Saved data entries:
#####
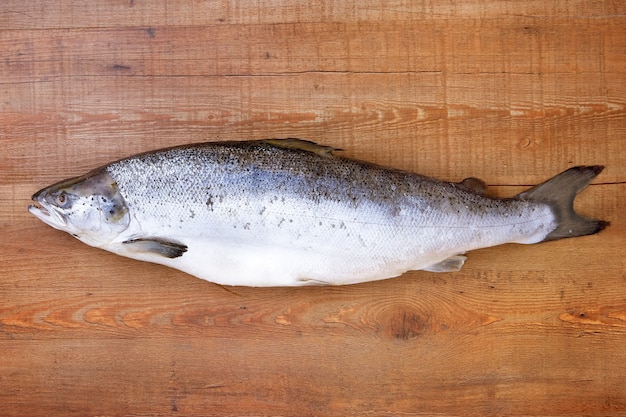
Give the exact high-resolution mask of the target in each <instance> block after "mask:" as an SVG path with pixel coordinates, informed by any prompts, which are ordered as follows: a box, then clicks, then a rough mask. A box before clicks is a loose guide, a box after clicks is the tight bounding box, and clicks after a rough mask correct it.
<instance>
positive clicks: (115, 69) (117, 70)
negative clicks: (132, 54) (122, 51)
mask: <svg viewBox="0 0 626 417" xmlns="http://www.w3.org/2000/svg"><path fill="white" fill-rule="evenodd" d="M110 68H111V69H112V70H113V71H130V66H128V65H122V64H115V65H112V66H111V67H110Z"/></svg>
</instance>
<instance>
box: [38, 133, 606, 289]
mask: <svg viewBox="0 0 626 417" xmlns="http://www.w3.org/2000/svg"><path fill="white" fill-rule="evenodd" d="M332 151H333V149H332V148H329V147H324V146H320V145H316V144H314V143H312V142H307V141H302V140H297V139H286V140H266V141H245V142H212V143H205V144H196V145H188V146H181V147H175V148H168V149H163V150H158V151H153V152H148V153H144V154H140V155H136V156H132V157H129V158H126V159H122V160H119V161H116V162H113V163H111V164H108V165H105V166H103V167H100V168H98V169H96V170H94V171H92V172H90V173H88V174H86V175H84V176H81V177H77V178H74V179H69V180H65V181H62V182H60V183H57V184H53V185H52V186H50V187H47V188H44V189H43V190H41V191H39V192H38V193H36V194H35V195H34V196H33V200H34V201H35V202H36V203H37V204H36V205H33V206H31V207H30V211H31V212H32V213H33V214H35V215H36V216H37V217H38V218H40V219H41V220H43V221H44V222H46V223H48V224H50V225H51V226H53V227H56V228H58V229H60V230H64V231H67V232H69V233H71V234H73V235H74V236H75V237H77V238H78V239H80V240H82V241H83V242H85V243H87V244H90V245H92V246H96V247H100V248H102V249H105V250H108V251H111V252H114V253H117V254H119V255H123V256H127V257H130V258H135V259H139V260H143V261H149V262H155V263H159V264H163V265H167V266H170V267H173V268H176V269H179V270H182V271H185V272H187V273H189V274H191V275H194V276H197V277H199V278H203V279H206V280H208V281H211V282H216V283H219V284H224V285H246V286H298V285H312V284H332V285H340V284H353V283H358V282H365V281H372V280H379V279H385V278H390V277H394V276H398V275H400V274H402V273H403V272H406V271H408V270H420V269H423V270H430V271H454V270H459V269H460V268H461V266H462V265H463V262H464V260H465V257H464V256H461V255H462V254H463V253H465V252H467V251H470V250H473V249H477V248H482V247H488V246H494V245H500V244H503V243H509V242H515V243H526V244H530V243H537V242H541V241H544V240H553V239H559V238H563V237H573V236H580V235H585V234H592V233H596V232H598V231H600V230H601V229H603V228H604V227H605V226H606V225H607V224H608V223H606V222H603V221H601V220H594V219H588V218H585V217H581V216H578V215H577V214H576V213H574V211H573V209H572V202H573V199H574V197H575V195H576V194H577V193H578V192H579V191H580V190H582V189H583V188H584V187H585V186H586V185H587V184H588V183H589V182H590V181H591V180H592V179H593V178H594V177H595V176H596V175H597V174H598V173H599V172H600V171H601V169H602V167H597V166H596V167H575V168H572V169H570V170H568V171H565V172H563V173H561V174H560V175H558V176H556V177H554V178H553V179H551V180H549V181H547V182H546V183H544V184H541V185H539V186H537V187H534V188H532V189H530V190H528V191H526V192H524V193H522V194H520V195H518V196H516V197H514V198H509V199H498V198H493V197H490V196H487V195H485V194H484V193H482V192H478V191H476V190H475V188H476V187H475V186H473V185H471V184H476V182H474V183H472V181H466V182H463V183H450V182H445V181H441V180H437V179H434V178H430V177H425V176H421V175H418V174H415V173H411V172H406V171H400V170H395V169H389V168H384V167H381V166H377V165H374V164H370V163H367V162H362V161H357V160H352V159H347V158H342V157H339V156H336V155H333V153H332Z"/></svg>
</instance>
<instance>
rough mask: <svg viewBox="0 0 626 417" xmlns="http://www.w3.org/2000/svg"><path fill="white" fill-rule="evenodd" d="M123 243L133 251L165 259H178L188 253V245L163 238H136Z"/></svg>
mask: <svg viewBox="0 0 626 417" xmlns="http://www.w3.org/2000/svg"><path fill="white" fill-rule="evenodd" d="M123 243H124V245H128V248H129V249H131V250H133V251H136V252H146V253H153V254H156V255H160V256H163V257H165V258H178V257H180V256H183V254H184V253H185V252H187V245H183V244H181V243H177V242H172V241H169V240H165V239H161V238H136V239H129V240H127V241H125V242H123Z"/></svg>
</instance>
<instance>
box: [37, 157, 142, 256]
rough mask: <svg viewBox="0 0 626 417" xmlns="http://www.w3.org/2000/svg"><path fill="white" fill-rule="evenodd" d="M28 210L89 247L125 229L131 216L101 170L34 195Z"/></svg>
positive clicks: (117, 188) (41, 219)
mask: <svg viewBox="0 0 626 417" xmlns="http://www.w3.org/2000/svg"><path fill="white" fill-rule="evenodd" d="M32 199H33V201H34V202H35V204H32V205H30V206H29V207H28V211H30V212H31V213H32V214H33V215H35V216H36V217H37V218H38V219H39V220H41V221H43V222H44V223H46V224H48V225H50V226H52V227H54V228H55V229H58V230H62V231H64V232H67V233H70V234H71V235H72V236H74V237H76V238H77V239H79V240H81V241H83V242H85V243H87V244H88V245H91V246H102V245H104V244H106V243H108V242H110V241H111V240H113V239H114V238H115V237H117V236H118V235H119V234H120V233H122V232H123V231H124V230H126V229H127V228H128V225H129V223H130V214H129V211H128V206H127V205H126V202H125V201H124V198H123V197H122V195H121V194H120V191H119V188H118V186H117V183H116V182H115V181H114V180H113V179H112V178H111V176H110V175H109V173H108V172H106V171H105V170H104V169H98V170H95V171H92V172H90V173H88V174H86V175H83V176H80V177H76V178H70V179H67V180H64V181H60V182H58V183H56V184H52V185H50V186H49V187H46V188H43V189H41V190H39V191H37V192H36V193H35V194H34V195H33V197H32Z"/></svg>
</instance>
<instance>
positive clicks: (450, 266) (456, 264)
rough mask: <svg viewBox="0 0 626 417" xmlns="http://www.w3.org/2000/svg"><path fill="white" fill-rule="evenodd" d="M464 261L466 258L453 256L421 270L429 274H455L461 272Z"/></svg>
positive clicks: (449, 257) (464, 257)
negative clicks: (433, 273) (459, 271)
mask: <svg viewBox="0 0 626 417" xmlns="http://www.w3.org/2000/svg"><path fill="white" fill-rule="evenodd" d="M466 259H467V257H466V256H463V255H454V256H451V257H449V258H446V259H444V260H443V261H441V262H437V263H436V264H433V265H429V266H427V267H425V268H422V269H423V270H424V271H430V272H457V271H460V270H461V268H462V267H463V264H464V263H465V260H466Z"/></svg>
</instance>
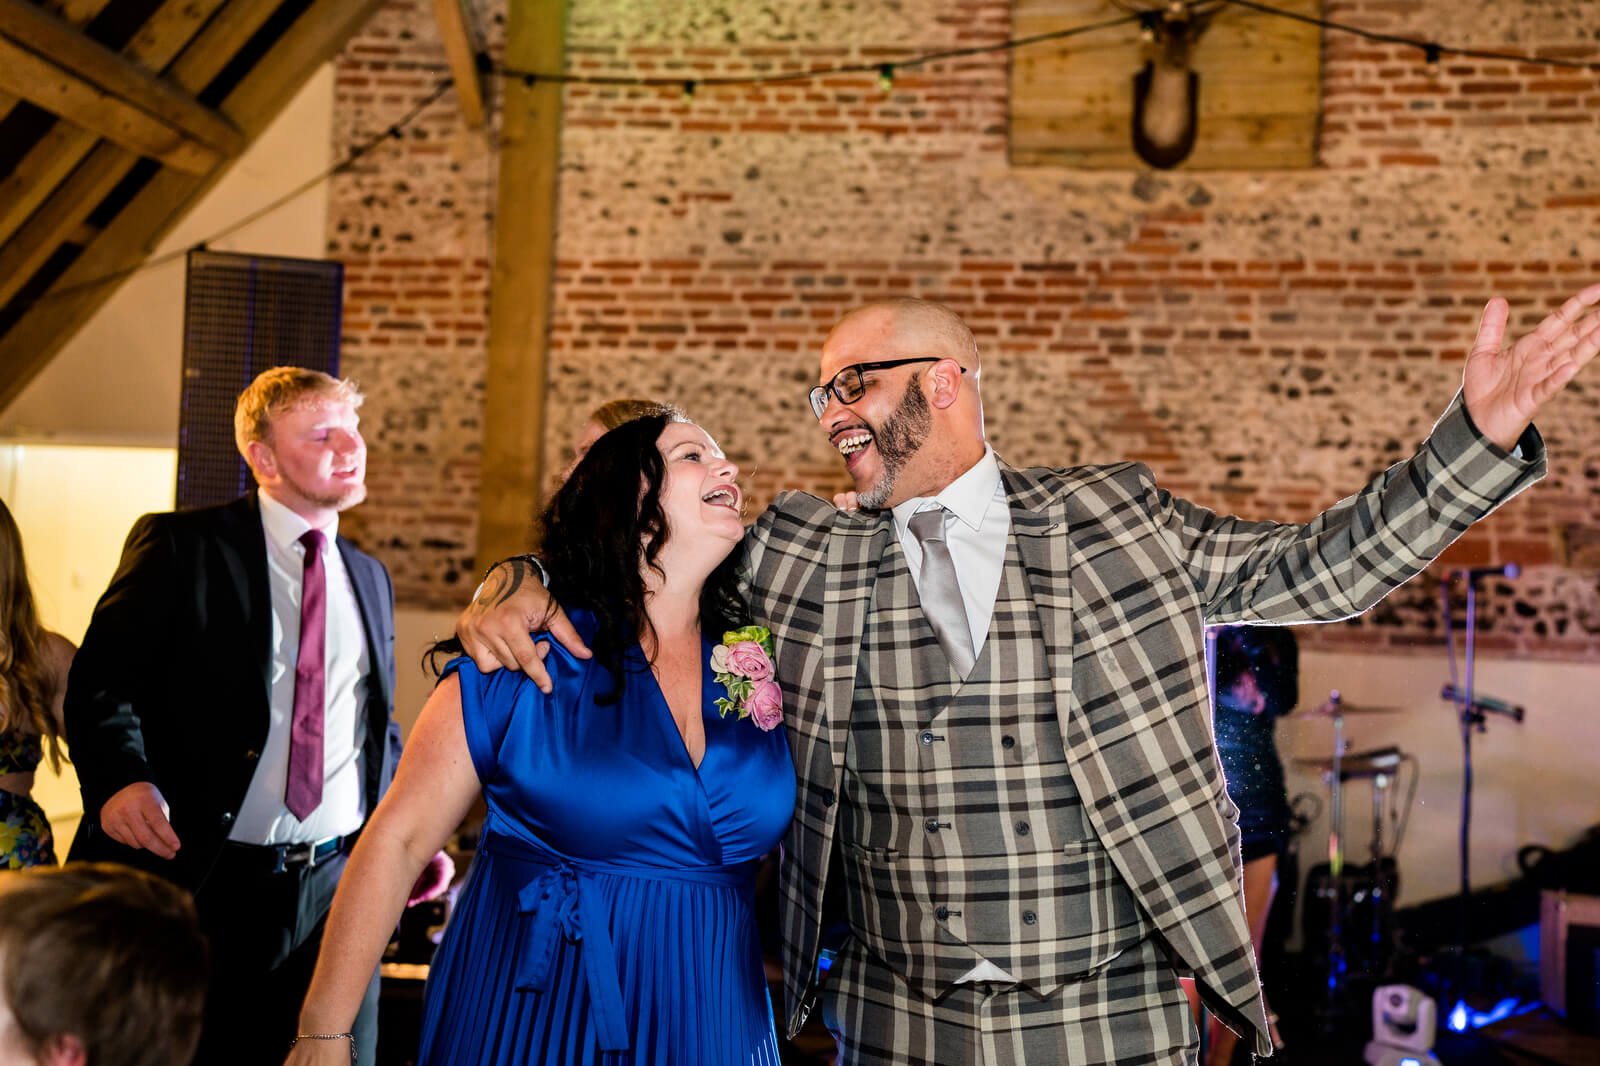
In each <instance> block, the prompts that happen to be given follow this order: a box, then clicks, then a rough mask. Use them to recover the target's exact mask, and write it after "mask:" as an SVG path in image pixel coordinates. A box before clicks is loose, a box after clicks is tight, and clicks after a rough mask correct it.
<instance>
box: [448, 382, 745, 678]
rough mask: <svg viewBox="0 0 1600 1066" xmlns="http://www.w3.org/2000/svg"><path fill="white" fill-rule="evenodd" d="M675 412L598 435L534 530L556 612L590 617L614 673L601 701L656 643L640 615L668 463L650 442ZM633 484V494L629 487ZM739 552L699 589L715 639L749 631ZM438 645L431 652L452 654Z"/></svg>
#####
WHAT YOU SHOULD DO.
Leave the pictures out and reproduce every record above exactly.

ANSWER TO THIS PROBLEM.
Give the exact high-resolution mask of the target in each <instance> block after "mask:" as an SVG path with pixel coordinates, informed by any prompts, which are ordered as follows: a box, then clicks, then a rough mask. A box before clicks is a loose guide, a box after clicks is the tight bounding box, and clicks after a rough mask correct it.
<instance>
positive clicks: (115, 69) (117, 70)
negative clicks: (132, 54) (122, 51)
mask: <svg viewBox="0 0 626 417" xmlns="http://www.w3.org/2000/svg"><path fill="white" fill-rule="evenodd" d="M110 68H111V69H112V70H113V71H130V66H128V65H122V64H115V65H112V66H111V67H110Z"/></svg>
</instance>
<instance>
box: [38, 133, 606, 289]
mask: <svg viewBox="0 0 626 417" xmlns="http://www.w3.org/2000/svg"><path fill="white" fill-rule="evenodd" d="M332 151H333V149H332V148H329V147H324V146H320V145H316V144H314V143H312V142H307V141H302V140H297V139H286V140H266V141H245V142H212V143H205V144H196V145H188V146H181V147H175V148H168V149H163V150H158V151H153V152H148V153H144V154H140V155H136V156H132V157H129V158H126V159H122V160H119V161H116V162H113V163H111V164H108V165H105V166H103V167H100V168H98V169H96V170H94V171H92V172H90V173H88V174H86V175H84V176H81V177H77V178H74V179H69V180H65V181H62V182H60V183H57V184H53V185H52V186H50V187H47V188H44V189H43V190H41V191H39V192H38V193H36V194H35V195H34V196H33V200H34V201H35V202H36V203H37V204H36V205H33V206H31V207H30V211H31V212H32V213H33V214H35V215H36V216H37V217H38V218H40V219H41V220H43V221H44V222H46V223H48V224H50V225H51V226H53V227H56V228H58V229H60V230H64V231H67V232H69V233H71V234H73V235H74V236H75V237H77V238H78V239H80V240H82V241H83V242H85V243H87V244H90V245H92V246H96V247H100V248H102V249H105V250H108V251H111V252H114V253H117V254H119V255H123V256H127V257H130V258H135V259H139V260H143V261H149V262H155V263H159V264H163V265H167V266H170V267H173V268H176V269H179V270H182V271H185V272H187V273H189V274H191V275H194V276H197V277H199V278H203V279H206V280H208V281H211V282H216V283H219V284H224V285H246V286H298V285H312V284H332V285H340V284H353V283H358V282H365V281H372V280H379V279H385V278H390V277H394V276H398V275H400V274H402V273H403V272H406V271H408V270H420V269H423V270H430V271H454V270H459V269H460V268H461V266H462V265H463V262H464V260H465V257H464V256H461V255H462V254H463V253H465V252H467V251H470V250H473V249H477V248H482V247H488V246H494V245H500V244H503V243H509V242H515V243H526V244H530V243H537V242H541V241H544V240H553V239H559V238H563V237H573V236H580V235H585V234H592V233H596V232H598V231H600V230H601V229H603V228H604V227H605V226H606V225H607V224H608V223H606V222H603V221H601V220H594V219H588V218H585V217H581V216H578V215H577V214H576V213H574V211H573V209H572V202H573V199H574V197H575V195H576V194H577V193H578V192H579V191H580V190H582V189H583V188H584V187H585V186H586V185H587V184H588V183H589V182H590V181H591V180H592V179H593V178H594V177H595V176H596V175H597V174H598V173H599V172H600V171H601V169H602V167H597V166H596V167H575V168H572V169H570V170H568V171H565V172H563V173H561V174H560V175H558V176H556V177H554V178H553V179H551V180H549V181H547V182H546V183H544V184H541V185H539V186H537V187H534V188H532V189H530V190H528V191H526V192H524V193H522V194H520V195H518V196H516V197H514V198H509V199H498V198H493V197H490V196H487V195H485V194H484V193H482V192H478V191H476V190H475V188H476V187H475V186H473V185H471V184H476V182H474V183H472V181H466V182H463V183H450V182H445V181H441V180H437V179H434V178H430V177H425V176H421V175H418V174H415V173H411V172H406V171H400V170H395V169H389V168H384V167H381V166H377V165H374V164H370V163H367V162H362V161H357V160H352V159H347V158H342V157H339V156H336V155H333V153H332Z"/></svg>
</instance>
<instance>
rough mask: <svg viewBox="0 0 626 417" xmlns="http://www.w3.org/2000/svg"><path fill="white" fill-rule="evenodd" d="M123 243L133 251L165 259H178L188 253V245L163 238H136Z"/></svg>
mask: <svg viewBox="0 0 626 417" xmlns="http://www.w3.org/2000/svg"><path fill="white" fill-rule="evenodd" d="M123 243H124V245H128V248H129V249H131V250H133V251H136V252H146V253H153V254H156V255H160V256H163V257H165V258H178V257H180V256H183V254H184V253H185V252H187V245H183V244H181V243H177V242H172V241H169V240H165V239H161V238H136V239H129V240H127V241H125V242H123Z"/></svg>
</instance>
<instance>
box: [37, 157, 142, 256]
rough mask: <svg viewBox="0 0 626 417" xmlns="http://www.w3.org/2000/svg"><path fill="white" fill-rule="evenodd" d="M28 210L89 247L125 229L131 216L101 170L34 195Z"/></svg>
positive clicks: (117, 188) (41, 219)
mask: <svg viewBox="0 0 626 417" xmlns="http://www.w3.org/2000/svg"><path fill="white" fill-rule="evenodd" d="M32 199H33V201H34V202H35V204H32V205H30V206H29V207H28V211H30V212H31V213H32V214H33V215H35V216H36V217H37V218H38V219H39V220H41V221H43V222H44V223H46V224H48V225H50V226H52V227H54V228H55V229H58V230H62V231H64V232H67V233H70V234H71V235H72V236H74V237H76V238H77V239H79V240H81V241H83V242H85V243H87V244H88V245H91V246H102V245H104V244H106V243H108V242H110V241H111V240H113V239H114V238H115V237H117V236H118V235H119V234H120V233H122V232H123V231H124V230H126V229H127V228H128V225H129V223H130V214H129V211H128V206H127V205H126V202H125V201H124V198H123V197H122V195H121V194H120V191H119V188H118V186H117V183H116V182H115V181H114V180H113V179H112V178H111V176H110V175H109V173H108V172H106V171H105V170H104V169H98V170H95V171H92V172H90V173H88V174H86V175H83V176H80V177H76V178H70V179H67V180H64V181H60V182H58V183H56V184H52V185H50V186H49V187H46V188H43V189H41V190H39V191H37V192H36V193H35V194H34V195H33V197H32Z"/></svg>
</instance>
<instance>
positive clicks: (450, 266) (456, 264)
rough mask: <svg viewBox="0 0 626 417" xmlns="http://www.w3.org/2000/svg"><path fill="white" fill-rule="evenodd" d="M464 261L466 258L453 256L421 270L429 274H455L461 272Z"/></svg>
positive clicks: (449, 257) (464, 257)
negative clicks: (433, 273) (459, 271)
mask: <svg viewBox="0 0 626 417" xmlns="http://www.w3.org/2000/svg"><path fill="white" fill-rule="evenodd" d="M466 259H467V257H466V256H463V255H454V256H451V257H449V258H446V259H444V260H443V261H441V262H437V263H436V264H433V265H429V266H427V267H425V268H422V269H423V270H424V271H430V272H457V271H460V270H461V268H462V267H463V264H464V263H465V260H466Z"/></svg>
</instance>
In each <instance> block, the prompts that happen to be given follow this order: a box, then clicks, then a rough mask. Use them to recover the target's exact mask, and write it after "mask:" as an SVG path in image pixel coordinates. A box before clicks is loose, a box after clicks is tight, and clicks after a rough mask correct it.
<instance>
box: [448, 382, 745, 678]
rough mask: <svg viewBox="0 0 1600 1066" xmlns="http://www.w3.org/2000/svg"><path fill="white" fill-rule="evenodd" d="M675 412L598 435L534 530L556 612L590 617L614 673L601 701L656 643L640 615L668 463L650 442ZM633 484V494L629 487ZM739 552L699 589L715 639L749 631ZM438 645L431 652L452 654Z"/></svg>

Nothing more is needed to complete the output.